* [Job]: Rewrite the rows below, changing every "one marker apiece" to "a single point each" and leaving everything else as it is.

· · · · ·

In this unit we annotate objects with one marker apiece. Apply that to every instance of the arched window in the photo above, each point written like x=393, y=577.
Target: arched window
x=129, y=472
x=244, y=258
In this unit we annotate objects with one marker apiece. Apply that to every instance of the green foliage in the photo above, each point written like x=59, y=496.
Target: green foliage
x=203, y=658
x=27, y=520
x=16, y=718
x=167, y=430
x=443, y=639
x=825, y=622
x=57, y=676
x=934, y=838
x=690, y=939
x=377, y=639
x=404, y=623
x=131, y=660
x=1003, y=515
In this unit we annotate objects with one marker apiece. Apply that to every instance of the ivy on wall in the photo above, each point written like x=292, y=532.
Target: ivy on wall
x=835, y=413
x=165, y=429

· · · · ·

* [Correct answer]:
In this unit we annotate objects with a single point each. Apply that to every instance of the arched window in the photo above, each point written like x=393, y=577.
Target: arched window
x=129, y=472
x=244, y=258
In this unit we annotate objects with a single point each. Apply that to every instance of the green foliage in the photo above, each point written like x=59, y=496.
Target: green foliage
x=203, y=658
x=27, y=520
x=16, y=718
x=167, y=430
x=443, y=639
x=825, y=622
x=57, y=676
x=934, y=838
x=690, y=939
x=377, y=639
x=404, y=623
x=131, y=660
x=1003, y=515
In this unit we annotate objects with a single point each. Apply that to every instance of the ivy on wall in the photo above, each point written like x=292, y=532.
Target: ivy on wall
x=835, y=413
x=165, y=429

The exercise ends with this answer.